» GOAL OF THE EXERCISE
Change "whole-pixel coordinates" to "integer pixel coordinates" in the rows between the line holding "of the large" and the end of the rows, inclusive, and reproduce only those rows, with everything else left as it is.

[Collected data entries]

=-=-=

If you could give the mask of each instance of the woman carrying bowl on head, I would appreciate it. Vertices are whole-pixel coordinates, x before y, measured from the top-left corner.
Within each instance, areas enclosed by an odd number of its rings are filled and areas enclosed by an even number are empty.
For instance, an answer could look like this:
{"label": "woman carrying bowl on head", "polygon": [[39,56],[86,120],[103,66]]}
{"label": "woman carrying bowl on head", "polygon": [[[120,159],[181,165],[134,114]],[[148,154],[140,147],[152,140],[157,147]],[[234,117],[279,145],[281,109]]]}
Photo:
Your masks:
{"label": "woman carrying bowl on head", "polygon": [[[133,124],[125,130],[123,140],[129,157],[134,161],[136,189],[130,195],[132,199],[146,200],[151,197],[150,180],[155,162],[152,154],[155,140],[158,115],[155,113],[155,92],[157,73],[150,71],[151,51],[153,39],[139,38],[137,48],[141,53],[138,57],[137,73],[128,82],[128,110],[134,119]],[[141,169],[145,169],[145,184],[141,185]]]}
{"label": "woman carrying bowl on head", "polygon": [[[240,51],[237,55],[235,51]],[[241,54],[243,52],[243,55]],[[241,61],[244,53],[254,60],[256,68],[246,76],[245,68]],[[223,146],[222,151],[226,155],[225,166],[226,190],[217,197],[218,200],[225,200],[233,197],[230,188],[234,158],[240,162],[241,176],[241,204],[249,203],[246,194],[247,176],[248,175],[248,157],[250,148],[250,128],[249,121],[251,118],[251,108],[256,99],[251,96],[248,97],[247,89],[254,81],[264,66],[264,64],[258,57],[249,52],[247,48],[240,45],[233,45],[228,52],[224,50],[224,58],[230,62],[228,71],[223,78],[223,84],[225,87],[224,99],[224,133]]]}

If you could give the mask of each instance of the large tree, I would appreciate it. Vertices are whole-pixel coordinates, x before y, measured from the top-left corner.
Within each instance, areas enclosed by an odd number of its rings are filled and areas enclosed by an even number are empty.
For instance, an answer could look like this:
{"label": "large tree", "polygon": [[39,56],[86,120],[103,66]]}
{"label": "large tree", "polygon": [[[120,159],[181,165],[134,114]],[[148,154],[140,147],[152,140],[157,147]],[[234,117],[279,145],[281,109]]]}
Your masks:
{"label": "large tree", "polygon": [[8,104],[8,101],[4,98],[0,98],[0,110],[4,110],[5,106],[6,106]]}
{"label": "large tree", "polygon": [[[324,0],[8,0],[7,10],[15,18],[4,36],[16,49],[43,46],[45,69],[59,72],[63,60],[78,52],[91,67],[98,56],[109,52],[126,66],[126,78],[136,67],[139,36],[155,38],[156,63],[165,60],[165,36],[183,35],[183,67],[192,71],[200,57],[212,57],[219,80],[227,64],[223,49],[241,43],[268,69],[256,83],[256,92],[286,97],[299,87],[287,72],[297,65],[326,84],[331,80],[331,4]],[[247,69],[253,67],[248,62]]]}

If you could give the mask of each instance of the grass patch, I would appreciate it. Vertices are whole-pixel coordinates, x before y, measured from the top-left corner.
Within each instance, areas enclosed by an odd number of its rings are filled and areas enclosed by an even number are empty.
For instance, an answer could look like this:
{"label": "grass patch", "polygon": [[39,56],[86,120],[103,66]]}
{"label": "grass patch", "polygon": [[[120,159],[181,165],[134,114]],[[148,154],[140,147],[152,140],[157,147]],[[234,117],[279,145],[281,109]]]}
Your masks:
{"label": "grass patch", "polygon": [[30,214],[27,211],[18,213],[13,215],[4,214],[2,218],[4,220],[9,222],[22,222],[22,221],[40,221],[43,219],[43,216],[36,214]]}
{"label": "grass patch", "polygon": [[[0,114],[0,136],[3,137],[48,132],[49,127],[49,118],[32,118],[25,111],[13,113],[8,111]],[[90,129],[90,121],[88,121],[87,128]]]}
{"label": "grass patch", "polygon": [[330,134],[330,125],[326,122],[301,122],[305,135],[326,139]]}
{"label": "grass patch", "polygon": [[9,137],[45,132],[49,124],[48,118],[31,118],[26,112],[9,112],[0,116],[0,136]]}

=-=-=

» FINAL RESULT
If you could give the mask of each instance of the large tree, I would appreciate it. Vertices are integer pixel coordinates, x before y, measured from the top-left corner.
Within each instance, areas enclosed by an odd number of its rings are filled and areas enclosed by an even number are empty.
For instance, an answer could look like this:
{"label": "large tree", "polygon": [[39,56],[86,120],[103,66]]}
{"label": "large tree", "polygon": [[[120,159],[181,165],[134,114]],[[148,154],[140,147],[152,140],[157,147]],[[234,117],[279,145],[281,109]]]}
Your masks:
{"label": "large tree", "polygon": [[8,104],[8,101],[4,98],[0,98],[0,110],[4,110],[5,106],[6,106]]}
{"label": "large tree", "polygon": [[[324,0],[8,0],[7,10],[15,18],[4,36],[16,49],[43,46],[45,69],[59,72],[63,60],[78,52],[91,67],[98,56],[109,52],[126,66],[126,78],[136,67],[139,36],[155,38],[156,63],[165,60],[165,36],[183,35],[183,67],[192,71],[200,57],[212,57],[219,80],[227,64],[223,49],[241,43],[268,69],[256,83],[256,92],[286,97],[299,87],[287,72],[297,65],[326,84],[331,80],[331,4]],[[247,69],[253,67],[248,62]]]}

If you could give the mask of each instance of the grass patch, I would appreciate it. Vertices are integer pixel coordinates, x before y, measured from the top-left corner.
Within each instance, areas enclosed by an odd number of its rings are filled and areas enclosed by an even number are empty.
For instance, an answer could look like this:
{"label": "grass patch", "polygon": [[39,56],[86,120],[103,66]]}
{"label": "grass patch", "polygon": [[[120,159],[181,165],[134,114]],[[148,154],[140,147],[152,140],[157,147]],[[234,117],[279,145],[281,109]]]}
Your masks:
{"label": "grass patch", "polygon": [[30,214],[27,211],[18,213],[13,215],[4,214],[2,218],[4,220],[9,222],[22,222],[22,221],[40,221],[43,219],[43,216],[36,214]]}
{"label": "grass patch", "polygon": [[[0,114],[0,136],[3,137],[48,132],[49,127],[49,118],[32,118],[25,111],[13,113],[8,111]],[[90,129],[90,121],[88,121],[87,128]]]}
{"label": "grass patch", "polygon": [[330,134],[330,125],[326,122],[301,122],[305,135],[326,139]]}
{"label": "grass patch", "polygon": [[9,137],[45,132],[49,124],[48,118],[31,118],[26,112],[9,112],[0,116],[0,136]]}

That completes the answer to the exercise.